I was talking to a customer today who is just getting there Vortec
together and onto the airplane. They built one up from scratch, starting
with a junkyard engine. Not a cheap build, and has some really nice
components involved. Not Stock I guess you could say. There dyno time
has shown 272hp at 4700 rpm, and that's at 3000' MSL. Corrected to SL is
somewhere closer to 300hp. I will be putting the dyno reports on the
website as soon as I get them.

I think after seeing the chart you will see that the tuning emphisis was
put on optimising for a cruise rpm of somewhere around 4150 rpm. IOW,
torque curve is highest there, and we really don't care too much about
what it is below that.

Just for fun, you might extrapolate a bit. Let's say that this
particular engine is putting out 304 ft/lbs of torque at that rpm to
make the 272 hp. Theory might tell you that the same engine, optimized
for a lower rpm, would be able to make the same torque at that lower
rpm. Optimized simply means that the cam, intake manifold, intake ports,
valves, exhaust ports, and exhaust headers are all sized for that rpm.
If that were the case, it would appear that the same engine could make
about 162 hp at 2800 rpm. But even optimized, can that same engine
actually make the 304 ft/lbs at 2800 rpm? I think it's plenty doable.

[bold statement mode on]

Aircraft application for car engines allows those engines to exceed any
performance that they may have achieved in the cars they were originally
built for.

[bold statement mode off]

Huh? How can that be? Simple. And I think we have talked about this
before, but maybe not exactly in these terms.

In the car application the engine is required to have a bunch of
characteristics that it doesn't have to adhere to in the aircraft
application. The most important being width of powerband. In the car the
thing has to idle, come up off of idle with lots of torque, be smooth
down there in those basement rpms, yet still have enough flow to do
something when you drop down a gear to pass someone.

In the aircraft application, we don't care at all about lower midrange
torque. We can give that up to optimize for a very narrow powerband. The
same for the high end of the scale. Whatever we get above 5000 rpm is
purely coincidental. We can give that up too, and size things like
exhaust maybe a little smaller than would otherwise be 'normal' for the
same amount of cam in a car application. We are interested in what the
thing does from 4000-5000 rpm (typically) and that's it. What's more,
roller cam lift rates pretty much dictate an almost totally flat torque
curve for a narrow 1000 rpm band like that. What this means is that when
you crank some pitch into the prop and load the engine down from your
5000 rpm takeoff to your 4000 rpm cruise, you are not seeing much of a
power reduction, even though you've taken 1000 rpm out of it. This means
that even naturally aspirated engines can still have something at that
same 4000 rpm after taking a 30% power hit for altitude.

There are a bunch of other factors that are commonly missed when taking
that car engine comparison to the airplane. One is that we don't care
too much about emissions. Car manufacturers are strapped pretty tightly
to it, and through those straps have learned all about improved
emissions through improved fuel burn. This is a great bit of technology
to take advantage of, but in looking at that power curve again, we don't
have to worry if we're a little dirty on the low end where our somewhat
lumpy cam is going to make us fail at the sniffer station. Not to
mention that if you want you can still get real gas at the airport which
allows for some real efficient compression ratios to be used. Or, lots
of boost if you prefer that method.

+ + + +

WHAT YOU WILL DO:
1/ Answer these from the post on the Vortec engine build:
(a) What horsepower did the dyno time show, and at what rpm?
(b) Around what cruise rpm was the tuning optimized?
(c) Within what rpm range is the aircraft application typically interested in engine output?
2/ Extract the stretch from "I was talking" through "I get them." in the post on the Vortec engine build, word for word.
3/ According to the post on the Vortec engine build, which parts are sized for a given rpm when an engine is optimized? List every one.
You won't need the listing for any of this work.

Dataset records about object locations
+ + + +

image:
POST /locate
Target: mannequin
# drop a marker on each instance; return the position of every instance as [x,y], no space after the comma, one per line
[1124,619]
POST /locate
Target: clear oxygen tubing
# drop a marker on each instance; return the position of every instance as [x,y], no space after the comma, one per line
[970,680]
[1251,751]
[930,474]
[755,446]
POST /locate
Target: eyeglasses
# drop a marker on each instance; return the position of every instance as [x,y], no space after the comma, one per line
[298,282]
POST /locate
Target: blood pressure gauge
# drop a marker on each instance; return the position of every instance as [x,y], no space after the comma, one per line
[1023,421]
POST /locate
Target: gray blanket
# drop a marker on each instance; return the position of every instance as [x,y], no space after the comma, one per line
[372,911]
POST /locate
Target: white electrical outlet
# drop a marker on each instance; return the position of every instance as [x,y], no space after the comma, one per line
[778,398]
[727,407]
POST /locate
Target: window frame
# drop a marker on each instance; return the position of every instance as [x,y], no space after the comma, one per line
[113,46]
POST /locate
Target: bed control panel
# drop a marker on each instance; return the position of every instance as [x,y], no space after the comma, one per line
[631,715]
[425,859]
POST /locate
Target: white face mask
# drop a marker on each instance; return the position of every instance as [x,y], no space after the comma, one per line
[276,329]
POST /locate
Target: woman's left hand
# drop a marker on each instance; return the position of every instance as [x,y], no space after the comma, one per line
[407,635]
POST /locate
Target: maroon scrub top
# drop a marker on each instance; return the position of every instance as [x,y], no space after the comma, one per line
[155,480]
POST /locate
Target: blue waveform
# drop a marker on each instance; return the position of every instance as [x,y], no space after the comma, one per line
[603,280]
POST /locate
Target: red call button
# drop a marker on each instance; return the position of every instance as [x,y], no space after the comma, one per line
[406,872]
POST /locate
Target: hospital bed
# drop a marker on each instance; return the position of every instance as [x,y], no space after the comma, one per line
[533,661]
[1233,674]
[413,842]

+ + + +

COMPLETE ANSWERS:
1/
(a) 272hp at 4700 rpm
(b) Around 4150 rpm
(c) 4000-5000 rpm

2/
I was talking to a customer today who is just getting there Vortec
together and onto the airplane. They built one up from scratch, starting
with a junkyard engine. Not a cheap build, and has some really nice
components involved. Not Stock I guess you could say. There dyno time
has shown 272hp at 4700 rpm, and that's at 3000' MSL. Corrected to SL is
somewhere closer to 300hp. I will be putting the dyno reports on the
website as soon as I get them.

3/
Cam
Intake manifold
Intake ports
Valves
Exhaust ports
Exhaust headers